-- Start --

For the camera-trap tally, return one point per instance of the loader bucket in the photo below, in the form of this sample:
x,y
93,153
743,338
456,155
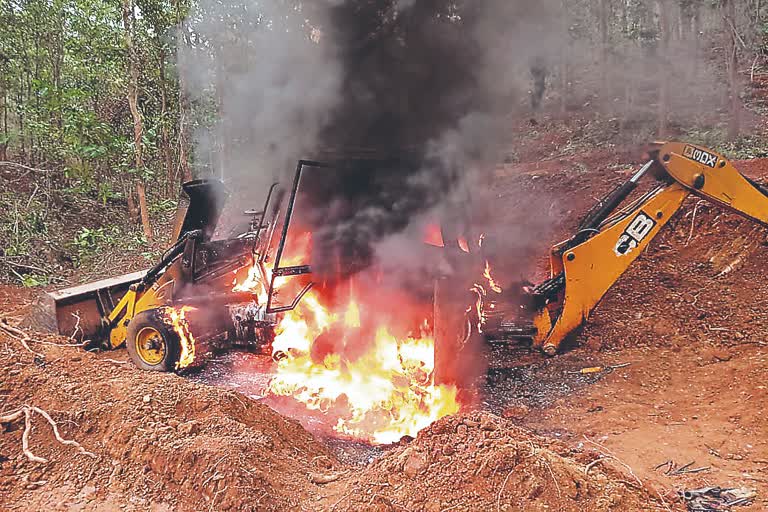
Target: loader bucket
x,y
199,207
80,311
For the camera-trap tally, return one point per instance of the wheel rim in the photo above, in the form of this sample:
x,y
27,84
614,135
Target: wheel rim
x,y
150,346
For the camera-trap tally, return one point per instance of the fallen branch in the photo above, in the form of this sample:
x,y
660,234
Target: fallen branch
x,y
319,478
592,464
27,411
19,335
5,163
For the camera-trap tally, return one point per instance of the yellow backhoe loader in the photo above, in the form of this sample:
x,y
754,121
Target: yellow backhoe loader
x,y
612,236
197,270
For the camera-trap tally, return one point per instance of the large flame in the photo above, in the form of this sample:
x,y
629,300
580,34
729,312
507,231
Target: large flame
x,y
178,319
339,360
379,390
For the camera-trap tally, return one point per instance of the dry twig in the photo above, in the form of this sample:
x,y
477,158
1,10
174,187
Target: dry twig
x,y
27,411
19,335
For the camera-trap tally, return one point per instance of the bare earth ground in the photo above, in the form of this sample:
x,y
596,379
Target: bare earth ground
x,y
689,316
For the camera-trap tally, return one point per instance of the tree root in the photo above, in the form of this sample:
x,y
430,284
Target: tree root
x,y
19,335
26,411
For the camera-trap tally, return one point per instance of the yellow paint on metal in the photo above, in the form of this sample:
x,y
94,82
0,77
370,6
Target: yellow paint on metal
x,y
150,345
592,267
719,181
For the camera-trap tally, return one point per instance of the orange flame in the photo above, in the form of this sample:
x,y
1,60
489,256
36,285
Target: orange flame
x,y
180,325
380,395
489,277
371,384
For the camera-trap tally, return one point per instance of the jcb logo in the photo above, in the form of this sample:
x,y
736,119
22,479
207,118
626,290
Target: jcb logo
x,y
635,233
701,156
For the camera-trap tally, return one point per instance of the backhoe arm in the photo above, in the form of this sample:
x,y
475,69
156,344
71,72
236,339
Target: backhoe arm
x,y
610,238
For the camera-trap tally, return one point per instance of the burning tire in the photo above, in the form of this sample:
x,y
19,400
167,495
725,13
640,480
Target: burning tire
x,y
152,342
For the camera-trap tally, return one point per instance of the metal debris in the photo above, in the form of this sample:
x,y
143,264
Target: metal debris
x,y
716,499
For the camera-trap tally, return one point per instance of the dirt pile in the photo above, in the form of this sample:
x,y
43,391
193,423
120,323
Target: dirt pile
x,y
478,461
161,442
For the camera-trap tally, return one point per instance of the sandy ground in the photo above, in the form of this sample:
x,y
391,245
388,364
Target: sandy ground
x,y
689,316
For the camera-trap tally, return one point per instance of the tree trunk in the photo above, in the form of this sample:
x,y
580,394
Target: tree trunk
x,y
183,166
133,103
165,142
4,117
731,48
604,50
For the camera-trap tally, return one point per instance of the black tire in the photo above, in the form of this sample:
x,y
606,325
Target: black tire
x,y
151,328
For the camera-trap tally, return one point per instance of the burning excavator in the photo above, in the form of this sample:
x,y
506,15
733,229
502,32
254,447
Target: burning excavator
x,y
257,288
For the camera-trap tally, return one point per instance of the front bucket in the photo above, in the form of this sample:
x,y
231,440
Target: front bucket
x,y
80,312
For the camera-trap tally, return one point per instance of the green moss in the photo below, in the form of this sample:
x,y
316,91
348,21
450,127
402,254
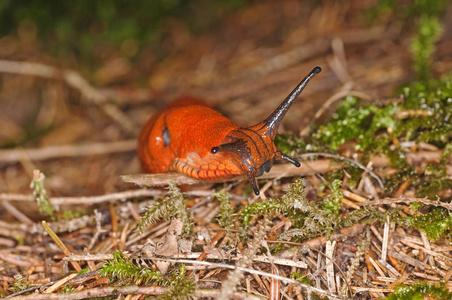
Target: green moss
x,y
420,290
436,224
332,205
172,206
182,286
20,283
225,217
120,268
40,194
301,278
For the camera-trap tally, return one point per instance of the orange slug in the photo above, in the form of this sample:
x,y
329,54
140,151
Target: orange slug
x,y
190,138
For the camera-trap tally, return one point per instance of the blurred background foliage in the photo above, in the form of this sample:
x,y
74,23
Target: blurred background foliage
x,y
84,33
77,32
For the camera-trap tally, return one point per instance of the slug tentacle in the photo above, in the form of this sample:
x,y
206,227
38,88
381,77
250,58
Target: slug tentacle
x,y
271,124
253,148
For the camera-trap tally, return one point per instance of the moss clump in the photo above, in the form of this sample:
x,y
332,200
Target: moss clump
x,y
435,224
420,290
172,206
180,285
120,268
20,283
333,204
225,217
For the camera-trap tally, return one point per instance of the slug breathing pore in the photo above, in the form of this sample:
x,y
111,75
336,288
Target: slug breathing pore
x,y
252,148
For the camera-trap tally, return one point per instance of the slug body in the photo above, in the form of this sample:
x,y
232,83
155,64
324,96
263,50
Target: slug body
x,y
191,138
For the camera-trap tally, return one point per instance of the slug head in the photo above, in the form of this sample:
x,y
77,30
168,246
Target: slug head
x,y
252,149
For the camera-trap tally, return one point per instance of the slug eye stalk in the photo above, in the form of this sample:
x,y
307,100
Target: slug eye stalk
x,y
253,148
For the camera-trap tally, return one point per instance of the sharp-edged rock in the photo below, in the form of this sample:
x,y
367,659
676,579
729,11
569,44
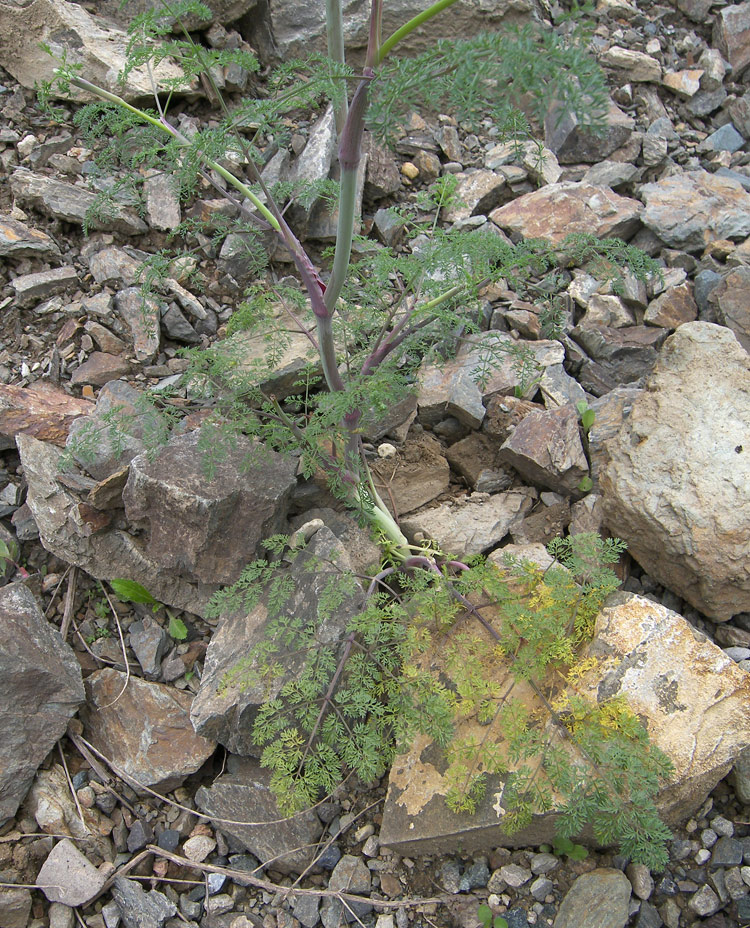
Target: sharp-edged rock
x,y
688,211
688,525
559,210
144,728
100,47
69,201
242,795
41,689
207,528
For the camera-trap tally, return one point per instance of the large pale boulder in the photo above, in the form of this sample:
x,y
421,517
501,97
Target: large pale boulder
x,y
687,692
67,28
676,486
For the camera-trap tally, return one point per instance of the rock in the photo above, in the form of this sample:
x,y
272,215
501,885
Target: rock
x,y
138,908
208,528
634,66
287,34
472,524
141,313
559,210
67,201
33,288
413,477
149,642
107,439
477,192
545,448
42,689
573,144
688,211
730,298
645,654
243,795
162,202
69,877
227,702
672,308
476,458
18,240
598,899
144,728
731,36
41,410
452,389
687,527
63,530
99,369
15,907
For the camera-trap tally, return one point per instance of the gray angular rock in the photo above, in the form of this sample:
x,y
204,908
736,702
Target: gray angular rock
x,y
596,900
208,528
242,795
473,524
138,908
227,702
68,201
689,210
146,731
18,240
40,690
67,28
68,876
688,526
545,448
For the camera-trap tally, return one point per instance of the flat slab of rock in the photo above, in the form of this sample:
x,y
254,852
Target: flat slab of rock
x,y
242,795
677,484
667,673
227,702
144,728
473,524
208,528
41,410
69,877
68,201
555,211
688,211
41,687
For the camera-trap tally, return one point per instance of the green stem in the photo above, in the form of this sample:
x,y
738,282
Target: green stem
x,y
413,24
335,34
169,130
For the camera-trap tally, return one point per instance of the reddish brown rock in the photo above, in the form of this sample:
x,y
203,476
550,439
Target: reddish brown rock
x,y
558,210
100,369
44,411
545,448
144,728
672,308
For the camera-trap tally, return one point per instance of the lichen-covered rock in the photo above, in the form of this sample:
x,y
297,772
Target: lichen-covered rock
x,y
676,487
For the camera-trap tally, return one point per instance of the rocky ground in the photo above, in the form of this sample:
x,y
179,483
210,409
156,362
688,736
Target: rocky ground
x,y
130,800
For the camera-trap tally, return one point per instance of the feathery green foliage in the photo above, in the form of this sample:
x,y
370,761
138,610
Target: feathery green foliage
x,y
338,705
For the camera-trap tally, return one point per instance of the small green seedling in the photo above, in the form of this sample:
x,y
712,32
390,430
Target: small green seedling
x,y
564,847
587,415
130,591
484,914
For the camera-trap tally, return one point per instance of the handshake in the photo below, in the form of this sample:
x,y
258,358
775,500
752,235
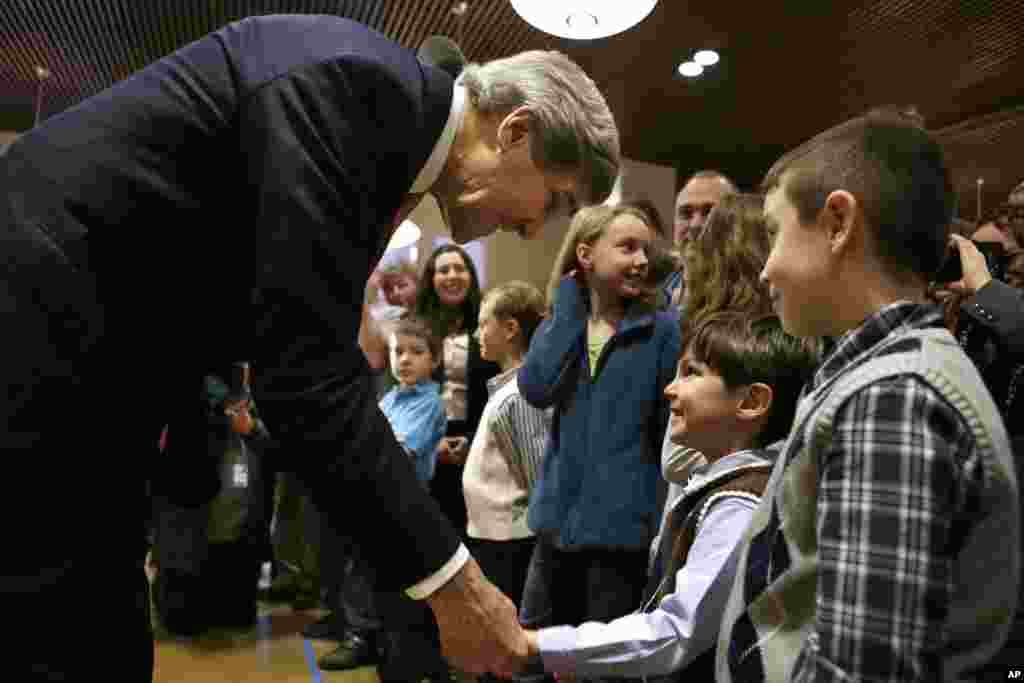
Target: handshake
x,y
479,627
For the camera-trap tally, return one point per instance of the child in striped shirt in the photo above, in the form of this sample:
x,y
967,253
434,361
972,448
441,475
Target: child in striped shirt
x,y
509,442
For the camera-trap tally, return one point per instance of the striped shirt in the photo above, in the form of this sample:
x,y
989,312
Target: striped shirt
x,y
503,461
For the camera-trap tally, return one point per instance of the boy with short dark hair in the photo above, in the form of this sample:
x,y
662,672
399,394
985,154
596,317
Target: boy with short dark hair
x,y
734,393
886,547
415,410
414,407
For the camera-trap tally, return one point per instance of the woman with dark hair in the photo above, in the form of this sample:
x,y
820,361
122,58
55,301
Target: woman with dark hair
x,y
449,299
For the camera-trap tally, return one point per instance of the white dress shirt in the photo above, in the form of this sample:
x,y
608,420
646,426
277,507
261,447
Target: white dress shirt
x,y
685,623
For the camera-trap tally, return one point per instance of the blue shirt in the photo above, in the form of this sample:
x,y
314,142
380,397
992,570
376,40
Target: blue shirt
x,y
417,417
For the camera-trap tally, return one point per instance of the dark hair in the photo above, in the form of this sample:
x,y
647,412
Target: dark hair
x,y
723,262
519,301
411,326
653,215
745,349
897,172
429,306
709,173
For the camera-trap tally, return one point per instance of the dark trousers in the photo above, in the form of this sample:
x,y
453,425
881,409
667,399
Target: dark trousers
x,y
221,594
591,585
114,610
504,562
446,489
582,586
411,640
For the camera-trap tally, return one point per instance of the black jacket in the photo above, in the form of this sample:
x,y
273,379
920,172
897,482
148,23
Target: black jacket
x,y
229,201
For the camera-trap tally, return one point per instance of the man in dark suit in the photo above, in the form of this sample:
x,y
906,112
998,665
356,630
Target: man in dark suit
x,y
229,202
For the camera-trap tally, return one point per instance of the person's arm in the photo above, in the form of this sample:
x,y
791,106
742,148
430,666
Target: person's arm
x,y
521,433
667,639
999,308
891,486
553,353
425,433
992,304
372,341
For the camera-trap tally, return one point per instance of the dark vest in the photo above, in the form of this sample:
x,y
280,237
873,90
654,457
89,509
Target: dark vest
x,y
678,539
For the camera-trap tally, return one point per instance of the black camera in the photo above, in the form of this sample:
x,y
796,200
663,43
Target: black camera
x,y
995,259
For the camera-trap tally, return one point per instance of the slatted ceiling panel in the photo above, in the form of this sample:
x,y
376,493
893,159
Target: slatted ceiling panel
x,y
974,151
790,70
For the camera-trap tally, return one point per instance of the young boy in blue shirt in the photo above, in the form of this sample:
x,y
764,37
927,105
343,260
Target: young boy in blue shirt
x,y
414,407
415,410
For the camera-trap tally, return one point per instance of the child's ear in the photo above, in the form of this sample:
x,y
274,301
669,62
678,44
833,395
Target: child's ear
x,y
585,256
757,401
510,327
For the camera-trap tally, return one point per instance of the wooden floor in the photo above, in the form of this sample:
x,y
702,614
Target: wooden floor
x,y
274,650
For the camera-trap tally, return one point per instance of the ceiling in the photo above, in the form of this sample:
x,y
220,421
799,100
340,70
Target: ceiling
x,y
788,70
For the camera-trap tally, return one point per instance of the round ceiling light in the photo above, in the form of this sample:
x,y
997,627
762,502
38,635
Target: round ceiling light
x,y
583,19
690,69
706,57
407,235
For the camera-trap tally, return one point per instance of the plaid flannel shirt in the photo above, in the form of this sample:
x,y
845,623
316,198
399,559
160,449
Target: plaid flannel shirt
x,y
898,487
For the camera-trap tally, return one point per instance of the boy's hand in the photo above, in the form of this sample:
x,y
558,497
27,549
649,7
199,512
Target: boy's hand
x,y
976,272
453,450
459,449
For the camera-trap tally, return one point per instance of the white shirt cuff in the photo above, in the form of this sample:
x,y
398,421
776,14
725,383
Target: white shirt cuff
x,y
431,584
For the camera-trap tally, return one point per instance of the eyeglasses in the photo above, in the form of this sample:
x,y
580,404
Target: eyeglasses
x,y
689,211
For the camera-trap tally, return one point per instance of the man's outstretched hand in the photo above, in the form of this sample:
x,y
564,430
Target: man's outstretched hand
x,y
479,626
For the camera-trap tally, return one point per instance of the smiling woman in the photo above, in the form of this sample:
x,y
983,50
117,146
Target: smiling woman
x,y
449,299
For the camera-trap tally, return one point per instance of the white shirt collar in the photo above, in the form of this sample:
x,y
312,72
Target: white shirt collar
x,y
435,162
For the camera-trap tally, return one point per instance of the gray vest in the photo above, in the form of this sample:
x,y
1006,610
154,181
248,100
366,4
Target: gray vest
x,y
987,566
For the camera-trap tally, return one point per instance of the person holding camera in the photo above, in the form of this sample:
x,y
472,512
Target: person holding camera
x,y
984,309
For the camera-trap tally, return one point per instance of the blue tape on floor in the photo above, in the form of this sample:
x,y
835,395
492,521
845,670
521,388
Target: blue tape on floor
x,y
311,660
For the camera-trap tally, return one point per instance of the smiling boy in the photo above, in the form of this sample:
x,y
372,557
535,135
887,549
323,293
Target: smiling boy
x,y
886,547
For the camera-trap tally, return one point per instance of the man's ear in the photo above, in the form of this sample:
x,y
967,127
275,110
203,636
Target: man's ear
x,y
757,401
841,216
514,128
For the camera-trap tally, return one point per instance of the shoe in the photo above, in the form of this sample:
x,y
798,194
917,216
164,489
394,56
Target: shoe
x,y
324,629
354,651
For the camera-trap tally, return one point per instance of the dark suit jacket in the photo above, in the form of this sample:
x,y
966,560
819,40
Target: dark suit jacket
x,y
226,202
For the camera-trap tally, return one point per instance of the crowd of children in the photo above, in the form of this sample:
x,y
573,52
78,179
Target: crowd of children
x,y
792,472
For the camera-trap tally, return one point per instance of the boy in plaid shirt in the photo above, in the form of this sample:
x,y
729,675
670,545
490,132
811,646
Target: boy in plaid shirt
x,y
886,547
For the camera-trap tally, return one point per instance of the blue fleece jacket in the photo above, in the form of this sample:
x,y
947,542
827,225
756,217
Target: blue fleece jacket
x,y
599,480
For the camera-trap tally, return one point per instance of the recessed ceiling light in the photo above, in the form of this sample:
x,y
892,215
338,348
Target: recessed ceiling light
x,y
583,19
690,69
706,57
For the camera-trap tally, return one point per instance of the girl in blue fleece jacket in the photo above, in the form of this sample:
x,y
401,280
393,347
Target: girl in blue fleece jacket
x,y
602,359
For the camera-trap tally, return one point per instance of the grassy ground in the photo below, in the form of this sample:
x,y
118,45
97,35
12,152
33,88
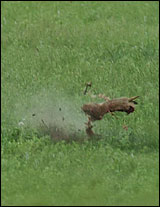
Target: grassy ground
x,y
49,51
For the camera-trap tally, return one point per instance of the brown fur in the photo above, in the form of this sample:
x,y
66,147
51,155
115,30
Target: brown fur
x,y
96,111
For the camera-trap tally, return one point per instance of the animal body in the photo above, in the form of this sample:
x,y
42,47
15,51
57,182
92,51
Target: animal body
x,y
96,111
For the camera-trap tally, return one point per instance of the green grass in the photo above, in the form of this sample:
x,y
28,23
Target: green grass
x,y
49,51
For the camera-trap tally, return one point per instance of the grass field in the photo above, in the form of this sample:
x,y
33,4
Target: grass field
x,y
49,51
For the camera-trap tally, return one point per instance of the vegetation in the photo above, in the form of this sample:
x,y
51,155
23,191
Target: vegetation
x,y
49,51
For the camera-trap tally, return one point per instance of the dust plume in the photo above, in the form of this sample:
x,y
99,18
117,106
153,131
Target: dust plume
x,y
53,113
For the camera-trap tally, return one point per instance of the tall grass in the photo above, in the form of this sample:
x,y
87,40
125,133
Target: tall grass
x,y
49,51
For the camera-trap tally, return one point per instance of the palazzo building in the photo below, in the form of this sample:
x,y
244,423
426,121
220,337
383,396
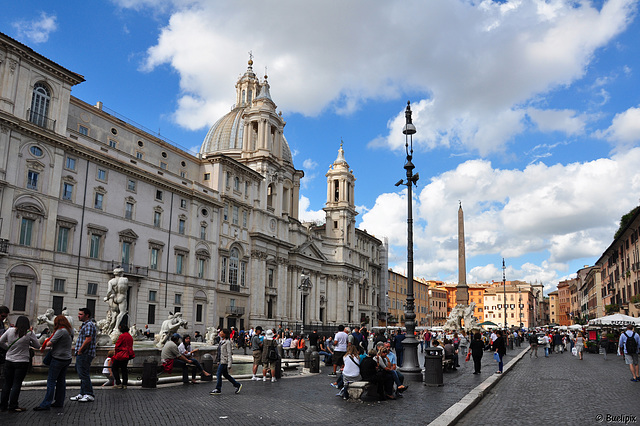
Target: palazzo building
x,y
215,235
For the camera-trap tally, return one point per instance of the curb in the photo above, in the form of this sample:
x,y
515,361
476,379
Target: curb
x,y
462,407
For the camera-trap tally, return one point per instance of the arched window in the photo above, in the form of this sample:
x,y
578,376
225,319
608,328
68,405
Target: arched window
x,y
234,259
40,105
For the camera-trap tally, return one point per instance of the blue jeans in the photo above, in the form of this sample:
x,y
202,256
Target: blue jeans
x,y
224,371
56,383
14,373
83,368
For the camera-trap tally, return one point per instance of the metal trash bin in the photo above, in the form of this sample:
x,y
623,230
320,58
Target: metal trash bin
x,y
433,367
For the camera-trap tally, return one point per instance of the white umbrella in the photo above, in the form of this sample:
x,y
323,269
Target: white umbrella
x,y
615,319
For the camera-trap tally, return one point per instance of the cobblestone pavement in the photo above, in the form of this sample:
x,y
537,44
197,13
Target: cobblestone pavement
x,y
300,399
561,390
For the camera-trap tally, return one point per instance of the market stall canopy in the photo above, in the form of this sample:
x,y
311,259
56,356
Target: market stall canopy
x,y
615,319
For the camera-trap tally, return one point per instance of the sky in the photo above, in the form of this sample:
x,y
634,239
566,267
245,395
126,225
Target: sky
x,y
527,111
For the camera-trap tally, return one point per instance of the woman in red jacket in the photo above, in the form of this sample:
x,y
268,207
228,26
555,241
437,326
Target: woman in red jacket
x,y
123,353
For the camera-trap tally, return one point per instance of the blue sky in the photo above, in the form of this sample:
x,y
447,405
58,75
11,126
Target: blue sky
x,y
527,111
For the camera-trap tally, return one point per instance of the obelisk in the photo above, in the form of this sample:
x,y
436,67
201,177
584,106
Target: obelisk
x,y
462,289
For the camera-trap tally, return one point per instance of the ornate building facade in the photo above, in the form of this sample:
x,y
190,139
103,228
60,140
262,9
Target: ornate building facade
x,y
215,236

-- End --

▶ **Written instruction**: Your task is to output exactly the lines running from the one with "the woman in" through the final line of the material above, with both ends included.

▶ **Exercise solution**:
For the camera-trap tally, return one point per instance of the woman in red jacket in the photo above, in the form of this sample:
x,y
268,207
228,26
555,241
437,326
Target: woman in red jacket
x,y
123,353
For the camera-trap tally, return one point per instance of the blue sky in the photo above, in the form of this sample:
x,y
447,405
58,75
11,126
Target: blue sky
x,y
527,111
For the camera-trap tally, return one point per instance of the obelisk in the photo above, in the form of this sample:
x,y
436,67
201,177
584,106
Target: obelisk
x,y
462,289
For the camera-trap tally, return one point per instance of the ornate building facade in the photo above, in the form of this sample:
x,y
190,139
103,228
60,140
262,9
Target: ornate building facade
x,y
215,236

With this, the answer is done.